__Task directions__. In the Postfix tuning notes below, why does the active queue grow, and what remedy do the notes recommend for it?

__Excerpt to read__.
Start

Consider using Postfix-1.1.X with an in_flow_delay larger
than zero increased until the queue manager is able to keep up. The
queue manager latency can go up either due to competition for scarce
I/O cycles (in_flow_delay will help in this
case), or because of slow maps (in_flow_delay may not help in this
case: dump the slow maps).
- If the queue manager is keeping up, but the output rate is below the
input rate you will see a growing active/ queue.
Figure out which transport or destination is dominating the active
queue. Arrange for a higher concurrency or lower latency in
deliveries to the destination in question. Look at the number of
processes for each delivery agent, are any maxed out?
Basic stuff
Tuning for higher throughput
Which sub-queue maildrop, incoming, active or deferred is affected?

End

__Information shown__.

Start

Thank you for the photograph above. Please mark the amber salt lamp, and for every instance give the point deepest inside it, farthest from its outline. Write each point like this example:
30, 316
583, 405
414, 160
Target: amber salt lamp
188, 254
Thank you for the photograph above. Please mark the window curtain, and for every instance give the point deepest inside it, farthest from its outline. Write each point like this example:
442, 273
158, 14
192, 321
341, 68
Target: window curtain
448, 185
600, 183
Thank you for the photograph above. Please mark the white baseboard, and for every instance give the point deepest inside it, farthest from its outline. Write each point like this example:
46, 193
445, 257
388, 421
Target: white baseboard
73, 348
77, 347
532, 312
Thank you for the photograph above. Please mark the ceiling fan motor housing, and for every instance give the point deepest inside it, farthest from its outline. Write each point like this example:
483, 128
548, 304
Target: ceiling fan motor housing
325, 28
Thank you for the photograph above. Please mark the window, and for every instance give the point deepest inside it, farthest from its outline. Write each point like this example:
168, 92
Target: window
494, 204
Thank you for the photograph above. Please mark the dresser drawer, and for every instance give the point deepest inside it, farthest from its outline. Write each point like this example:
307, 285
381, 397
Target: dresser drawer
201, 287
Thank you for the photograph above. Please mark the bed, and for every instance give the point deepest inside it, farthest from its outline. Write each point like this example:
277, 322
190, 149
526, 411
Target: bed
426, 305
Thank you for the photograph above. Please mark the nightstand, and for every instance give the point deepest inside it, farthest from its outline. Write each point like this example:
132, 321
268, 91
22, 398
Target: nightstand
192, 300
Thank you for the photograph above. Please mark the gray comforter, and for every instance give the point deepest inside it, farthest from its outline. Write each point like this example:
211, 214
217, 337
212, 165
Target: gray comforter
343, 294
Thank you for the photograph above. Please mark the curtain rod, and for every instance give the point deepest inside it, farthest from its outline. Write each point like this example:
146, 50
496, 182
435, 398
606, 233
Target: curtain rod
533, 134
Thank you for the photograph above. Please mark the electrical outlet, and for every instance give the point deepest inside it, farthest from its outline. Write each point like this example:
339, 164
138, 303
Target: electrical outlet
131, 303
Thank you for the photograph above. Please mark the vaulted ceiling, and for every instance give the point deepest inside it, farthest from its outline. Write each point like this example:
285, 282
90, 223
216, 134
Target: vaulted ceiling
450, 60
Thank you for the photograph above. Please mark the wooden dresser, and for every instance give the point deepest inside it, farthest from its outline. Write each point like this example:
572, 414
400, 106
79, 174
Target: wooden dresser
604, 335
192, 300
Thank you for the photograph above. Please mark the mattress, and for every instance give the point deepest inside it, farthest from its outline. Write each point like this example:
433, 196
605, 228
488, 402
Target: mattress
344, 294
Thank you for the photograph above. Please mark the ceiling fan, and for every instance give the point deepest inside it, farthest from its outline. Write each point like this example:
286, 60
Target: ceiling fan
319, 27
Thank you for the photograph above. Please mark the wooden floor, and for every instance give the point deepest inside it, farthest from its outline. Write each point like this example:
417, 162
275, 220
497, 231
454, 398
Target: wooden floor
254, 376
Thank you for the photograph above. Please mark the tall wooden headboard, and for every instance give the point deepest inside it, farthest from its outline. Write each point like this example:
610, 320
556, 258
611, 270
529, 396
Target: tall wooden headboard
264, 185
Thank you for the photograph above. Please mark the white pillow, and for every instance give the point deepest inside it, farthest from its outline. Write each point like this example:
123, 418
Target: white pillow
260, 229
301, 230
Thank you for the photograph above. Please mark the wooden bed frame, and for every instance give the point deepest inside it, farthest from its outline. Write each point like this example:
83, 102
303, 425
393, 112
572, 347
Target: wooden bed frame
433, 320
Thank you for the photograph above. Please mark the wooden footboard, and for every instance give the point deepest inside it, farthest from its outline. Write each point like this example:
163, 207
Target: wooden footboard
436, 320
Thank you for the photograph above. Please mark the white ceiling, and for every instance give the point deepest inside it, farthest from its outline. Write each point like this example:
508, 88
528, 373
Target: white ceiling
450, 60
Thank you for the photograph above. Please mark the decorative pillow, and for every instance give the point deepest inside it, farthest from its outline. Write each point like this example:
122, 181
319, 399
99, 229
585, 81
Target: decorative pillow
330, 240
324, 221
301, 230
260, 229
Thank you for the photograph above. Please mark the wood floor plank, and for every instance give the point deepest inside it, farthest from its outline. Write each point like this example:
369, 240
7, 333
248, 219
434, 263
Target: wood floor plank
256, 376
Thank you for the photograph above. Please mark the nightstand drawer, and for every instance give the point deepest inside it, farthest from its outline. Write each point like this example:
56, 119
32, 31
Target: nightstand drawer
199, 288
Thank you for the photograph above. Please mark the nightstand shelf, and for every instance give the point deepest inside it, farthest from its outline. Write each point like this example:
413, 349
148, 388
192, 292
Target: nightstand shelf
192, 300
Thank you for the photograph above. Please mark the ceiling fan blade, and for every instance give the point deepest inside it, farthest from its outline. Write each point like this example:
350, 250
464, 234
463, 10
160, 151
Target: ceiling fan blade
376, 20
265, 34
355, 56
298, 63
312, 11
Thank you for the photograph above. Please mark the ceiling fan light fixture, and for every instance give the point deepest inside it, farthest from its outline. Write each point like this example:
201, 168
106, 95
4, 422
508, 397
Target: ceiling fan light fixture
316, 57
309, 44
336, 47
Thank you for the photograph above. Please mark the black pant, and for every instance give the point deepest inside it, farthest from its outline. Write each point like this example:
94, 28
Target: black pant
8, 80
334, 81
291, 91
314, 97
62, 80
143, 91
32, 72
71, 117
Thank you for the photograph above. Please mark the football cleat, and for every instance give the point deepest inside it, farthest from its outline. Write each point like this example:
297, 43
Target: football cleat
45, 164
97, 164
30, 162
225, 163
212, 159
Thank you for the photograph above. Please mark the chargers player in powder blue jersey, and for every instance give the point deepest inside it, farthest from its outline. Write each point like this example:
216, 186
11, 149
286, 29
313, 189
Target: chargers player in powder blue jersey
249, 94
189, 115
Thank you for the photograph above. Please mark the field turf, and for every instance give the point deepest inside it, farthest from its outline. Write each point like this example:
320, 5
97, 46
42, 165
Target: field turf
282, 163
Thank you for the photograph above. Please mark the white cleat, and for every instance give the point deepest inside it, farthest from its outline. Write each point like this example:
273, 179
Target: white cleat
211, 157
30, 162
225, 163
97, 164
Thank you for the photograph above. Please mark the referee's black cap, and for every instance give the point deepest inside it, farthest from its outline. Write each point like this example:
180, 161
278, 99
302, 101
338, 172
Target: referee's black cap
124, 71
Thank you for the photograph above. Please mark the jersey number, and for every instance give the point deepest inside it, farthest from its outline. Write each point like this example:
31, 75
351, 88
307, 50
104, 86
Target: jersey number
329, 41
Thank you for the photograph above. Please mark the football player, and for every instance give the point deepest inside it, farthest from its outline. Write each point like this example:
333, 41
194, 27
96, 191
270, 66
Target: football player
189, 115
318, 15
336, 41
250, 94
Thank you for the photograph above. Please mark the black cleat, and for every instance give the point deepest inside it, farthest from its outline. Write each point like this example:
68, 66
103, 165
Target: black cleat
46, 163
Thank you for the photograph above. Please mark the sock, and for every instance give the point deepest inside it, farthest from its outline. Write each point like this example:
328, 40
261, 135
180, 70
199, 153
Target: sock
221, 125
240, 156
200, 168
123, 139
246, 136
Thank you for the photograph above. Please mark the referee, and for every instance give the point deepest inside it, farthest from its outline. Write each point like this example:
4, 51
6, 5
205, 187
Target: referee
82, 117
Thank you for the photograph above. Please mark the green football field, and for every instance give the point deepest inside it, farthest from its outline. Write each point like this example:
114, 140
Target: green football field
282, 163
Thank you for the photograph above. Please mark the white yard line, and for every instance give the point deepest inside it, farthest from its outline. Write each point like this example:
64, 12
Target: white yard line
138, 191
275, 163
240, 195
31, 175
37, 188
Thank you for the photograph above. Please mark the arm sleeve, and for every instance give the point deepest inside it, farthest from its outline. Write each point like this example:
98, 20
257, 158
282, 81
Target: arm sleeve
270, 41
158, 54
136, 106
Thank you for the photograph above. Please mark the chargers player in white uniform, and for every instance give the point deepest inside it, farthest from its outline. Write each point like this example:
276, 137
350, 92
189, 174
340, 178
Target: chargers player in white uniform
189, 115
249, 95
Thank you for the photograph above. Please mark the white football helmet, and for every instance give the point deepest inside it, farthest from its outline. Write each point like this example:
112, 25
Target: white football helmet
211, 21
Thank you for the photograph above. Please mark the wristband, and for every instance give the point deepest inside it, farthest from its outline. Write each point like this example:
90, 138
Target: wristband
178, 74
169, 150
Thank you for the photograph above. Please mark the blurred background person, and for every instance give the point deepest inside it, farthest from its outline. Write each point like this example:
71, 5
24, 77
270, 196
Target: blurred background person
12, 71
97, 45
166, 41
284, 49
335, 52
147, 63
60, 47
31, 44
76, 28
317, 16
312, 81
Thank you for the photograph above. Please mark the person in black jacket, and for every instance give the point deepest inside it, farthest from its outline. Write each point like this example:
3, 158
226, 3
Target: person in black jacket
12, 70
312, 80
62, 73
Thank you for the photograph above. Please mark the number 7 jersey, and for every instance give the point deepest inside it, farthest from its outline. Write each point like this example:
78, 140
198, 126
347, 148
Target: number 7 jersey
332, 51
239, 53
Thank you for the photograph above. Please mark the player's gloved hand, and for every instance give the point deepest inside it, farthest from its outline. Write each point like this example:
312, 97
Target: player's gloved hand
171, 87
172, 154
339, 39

End
Start

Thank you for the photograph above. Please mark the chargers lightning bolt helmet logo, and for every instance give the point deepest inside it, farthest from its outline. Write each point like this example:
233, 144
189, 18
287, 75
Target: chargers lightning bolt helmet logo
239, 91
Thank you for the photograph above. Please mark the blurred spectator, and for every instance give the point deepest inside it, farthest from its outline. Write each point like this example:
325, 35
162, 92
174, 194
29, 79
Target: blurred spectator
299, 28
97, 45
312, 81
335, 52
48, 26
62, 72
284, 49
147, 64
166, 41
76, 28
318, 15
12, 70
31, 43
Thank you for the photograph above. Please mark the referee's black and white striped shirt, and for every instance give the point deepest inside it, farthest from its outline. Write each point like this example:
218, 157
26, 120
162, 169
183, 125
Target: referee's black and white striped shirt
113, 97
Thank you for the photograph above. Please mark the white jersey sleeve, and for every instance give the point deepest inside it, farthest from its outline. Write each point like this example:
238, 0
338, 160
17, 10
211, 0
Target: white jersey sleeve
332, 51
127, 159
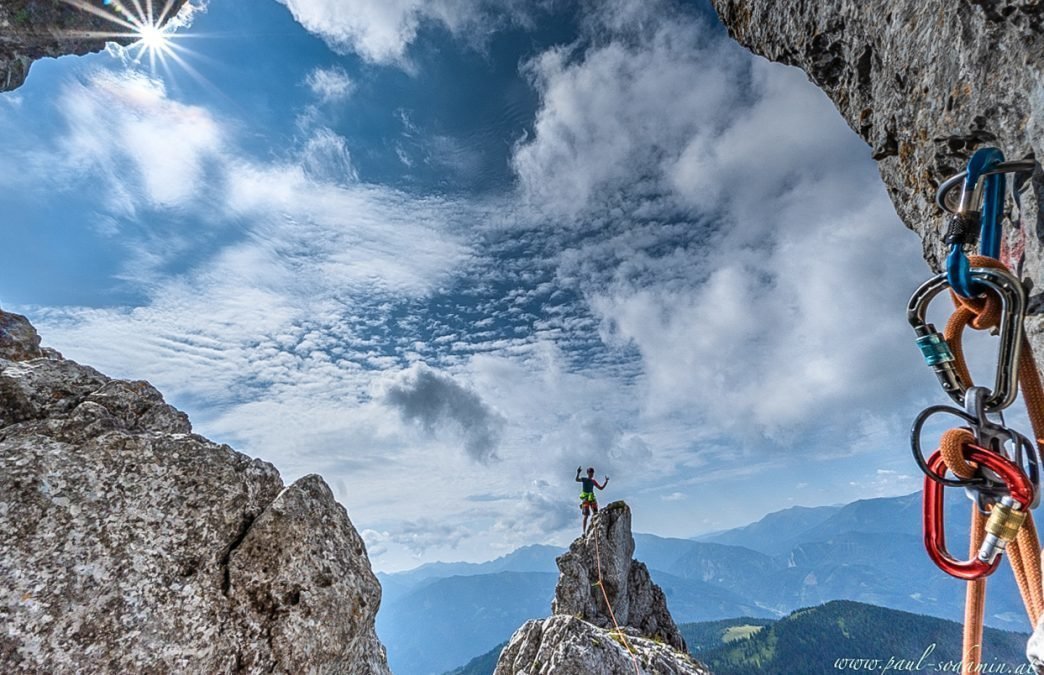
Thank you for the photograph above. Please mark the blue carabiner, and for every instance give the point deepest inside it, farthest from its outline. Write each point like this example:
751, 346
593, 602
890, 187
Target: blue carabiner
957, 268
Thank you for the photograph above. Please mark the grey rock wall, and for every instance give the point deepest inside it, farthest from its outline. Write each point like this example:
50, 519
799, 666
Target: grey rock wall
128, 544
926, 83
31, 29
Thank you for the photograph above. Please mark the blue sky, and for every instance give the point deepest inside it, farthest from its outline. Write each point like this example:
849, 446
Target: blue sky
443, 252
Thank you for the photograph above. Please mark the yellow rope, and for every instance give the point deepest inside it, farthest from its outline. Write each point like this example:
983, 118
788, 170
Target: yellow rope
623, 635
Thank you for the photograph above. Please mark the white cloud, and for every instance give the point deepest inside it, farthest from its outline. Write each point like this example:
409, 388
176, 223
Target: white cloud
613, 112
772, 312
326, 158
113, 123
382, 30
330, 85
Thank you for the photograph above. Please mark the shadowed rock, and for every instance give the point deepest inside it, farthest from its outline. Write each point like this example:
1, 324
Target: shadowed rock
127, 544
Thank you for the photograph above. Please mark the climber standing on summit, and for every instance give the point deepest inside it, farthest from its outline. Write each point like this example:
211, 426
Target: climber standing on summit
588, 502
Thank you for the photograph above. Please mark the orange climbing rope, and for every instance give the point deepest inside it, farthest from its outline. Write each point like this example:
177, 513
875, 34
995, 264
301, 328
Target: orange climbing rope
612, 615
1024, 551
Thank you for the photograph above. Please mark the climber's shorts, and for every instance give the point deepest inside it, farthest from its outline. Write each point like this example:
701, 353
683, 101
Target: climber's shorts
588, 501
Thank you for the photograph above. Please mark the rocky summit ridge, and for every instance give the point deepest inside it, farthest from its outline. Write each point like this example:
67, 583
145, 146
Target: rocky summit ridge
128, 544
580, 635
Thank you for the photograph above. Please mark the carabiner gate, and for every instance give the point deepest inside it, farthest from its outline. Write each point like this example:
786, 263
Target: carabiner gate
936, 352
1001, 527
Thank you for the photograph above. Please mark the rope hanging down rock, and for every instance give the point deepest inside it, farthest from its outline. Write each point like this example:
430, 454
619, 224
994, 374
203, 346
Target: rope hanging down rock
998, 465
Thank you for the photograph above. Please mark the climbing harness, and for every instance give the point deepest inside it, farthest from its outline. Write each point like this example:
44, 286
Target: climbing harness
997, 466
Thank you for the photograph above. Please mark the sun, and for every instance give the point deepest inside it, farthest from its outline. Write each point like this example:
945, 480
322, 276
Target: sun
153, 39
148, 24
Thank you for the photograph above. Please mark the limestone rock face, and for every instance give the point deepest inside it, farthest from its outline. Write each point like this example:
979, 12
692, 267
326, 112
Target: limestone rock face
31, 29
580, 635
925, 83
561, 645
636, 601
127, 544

End
Start

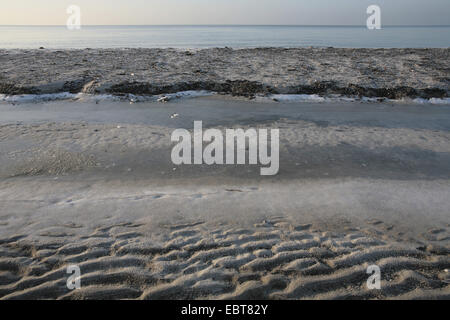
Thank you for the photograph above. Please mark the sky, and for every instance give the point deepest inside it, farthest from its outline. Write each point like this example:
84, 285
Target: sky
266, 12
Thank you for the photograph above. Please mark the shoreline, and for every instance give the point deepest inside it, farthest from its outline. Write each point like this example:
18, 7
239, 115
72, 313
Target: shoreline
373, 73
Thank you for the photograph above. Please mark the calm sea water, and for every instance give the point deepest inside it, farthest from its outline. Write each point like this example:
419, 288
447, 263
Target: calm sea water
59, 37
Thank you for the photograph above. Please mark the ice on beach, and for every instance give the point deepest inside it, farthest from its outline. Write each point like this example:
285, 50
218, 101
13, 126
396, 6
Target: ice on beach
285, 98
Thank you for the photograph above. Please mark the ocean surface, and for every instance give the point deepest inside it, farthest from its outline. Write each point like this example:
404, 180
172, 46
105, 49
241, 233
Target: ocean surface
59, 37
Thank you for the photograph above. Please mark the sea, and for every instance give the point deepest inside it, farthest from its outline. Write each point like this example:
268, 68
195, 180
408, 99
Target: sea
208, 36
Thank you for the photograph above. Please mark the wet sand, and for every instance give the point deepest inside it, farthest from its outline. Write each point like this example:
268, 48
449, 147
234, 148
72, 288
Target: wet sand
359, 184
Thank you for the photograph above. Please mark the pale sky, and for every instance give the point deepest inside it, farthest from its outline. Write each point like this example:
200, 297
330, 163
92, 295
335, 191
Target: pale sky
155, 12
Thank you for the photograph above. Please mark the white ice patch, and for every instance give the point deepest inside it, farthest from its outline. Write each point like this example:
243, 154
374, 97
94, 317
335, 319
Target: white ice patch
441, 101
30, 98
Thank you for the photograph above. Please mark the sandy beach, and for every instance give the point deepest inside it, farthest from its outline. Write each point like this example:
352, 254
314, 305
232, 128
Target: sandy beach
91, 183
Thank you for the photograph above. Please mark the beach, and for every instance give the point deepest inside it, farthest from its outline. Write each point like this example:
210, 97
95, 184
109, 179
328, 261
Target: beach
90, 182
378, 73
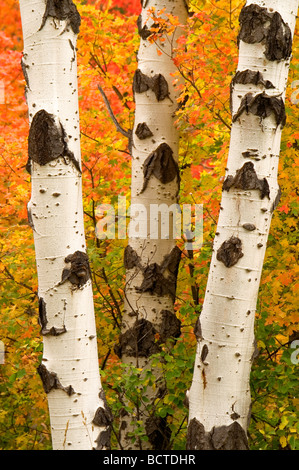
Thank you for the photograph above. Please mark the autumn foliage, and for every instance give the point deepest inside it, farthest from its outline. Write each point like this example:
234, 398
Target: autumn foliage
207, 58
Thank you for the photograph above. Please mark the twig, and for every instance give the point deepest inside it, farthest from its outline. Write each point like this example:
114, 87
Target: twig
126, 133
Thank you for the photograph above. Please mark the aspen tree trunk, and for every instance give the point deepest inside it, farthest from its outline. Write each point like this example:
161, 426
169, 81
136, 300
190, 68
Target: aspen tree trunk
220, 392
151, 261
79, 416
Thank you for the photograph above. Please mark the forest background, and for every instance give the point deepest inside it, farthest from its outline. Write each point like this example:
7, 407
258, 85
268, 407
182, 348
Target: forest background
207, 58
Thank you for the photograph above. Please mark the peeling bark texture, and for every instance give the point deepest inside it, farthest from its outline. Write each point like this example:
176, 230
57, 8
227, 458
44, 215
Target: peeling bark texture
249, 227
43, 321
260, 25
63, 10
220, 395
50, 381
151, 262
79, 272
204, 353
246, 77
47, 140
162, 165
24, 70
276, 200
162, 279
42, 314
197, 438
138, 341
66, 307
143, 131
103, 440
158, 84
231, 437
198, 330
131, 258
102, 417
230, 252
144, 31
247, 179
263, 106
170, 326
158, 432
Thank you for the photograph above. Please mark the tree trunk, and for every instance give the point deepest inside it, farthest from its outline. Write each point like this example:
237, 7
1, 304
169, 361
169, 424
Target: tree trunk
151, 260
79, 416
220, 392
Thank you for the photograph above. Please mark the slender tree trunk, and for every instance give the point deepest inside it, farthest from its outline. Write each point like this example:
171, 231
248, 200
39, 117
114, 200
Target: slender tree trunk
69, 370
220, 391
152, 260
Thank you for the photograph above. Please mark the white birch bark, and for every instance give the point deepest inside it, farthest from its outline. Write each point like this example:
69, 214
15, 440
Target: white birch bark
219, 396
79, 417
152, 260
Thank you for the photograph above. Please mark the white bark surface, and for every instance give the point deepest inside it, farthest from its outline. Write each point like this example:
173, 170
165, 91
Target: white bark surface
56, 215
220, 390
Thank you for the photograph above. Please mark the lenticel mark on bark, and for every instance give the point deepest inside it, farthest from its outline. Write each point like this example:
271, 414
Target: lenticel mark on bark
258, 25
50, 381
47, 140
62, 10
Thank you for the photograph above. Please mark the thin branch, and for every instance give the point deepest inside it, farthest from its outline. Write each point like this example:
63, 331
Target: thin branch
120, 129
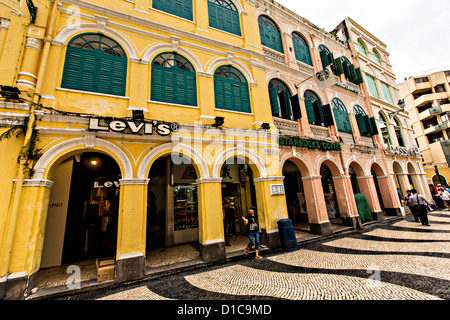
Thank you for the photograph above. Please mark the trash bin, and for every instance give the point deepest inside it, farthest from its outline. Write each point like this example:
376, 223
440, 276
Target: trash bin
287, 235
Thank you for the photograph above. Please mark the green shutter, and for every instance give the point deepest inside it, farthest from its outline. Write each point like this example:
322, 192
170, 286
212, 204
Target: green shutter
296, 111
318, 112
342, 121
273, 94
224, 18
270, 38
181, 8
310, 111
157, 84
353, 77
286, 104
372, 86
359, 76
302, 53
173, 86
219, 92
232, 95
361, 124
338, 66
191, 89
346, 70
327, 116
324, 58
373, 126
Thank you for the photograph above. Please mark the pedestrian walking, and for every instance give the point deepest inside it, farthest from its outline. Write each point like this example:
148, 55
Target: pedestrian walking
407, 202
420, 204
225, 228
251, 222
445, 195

End

__Solved problem__. The active queue grows when the queue manager is keeping up but the output rate is below the input rate. The notes recommend finding which transport or destination dominates the active queue and then arranging higher concurrency or lower latency in deliveries to that destination.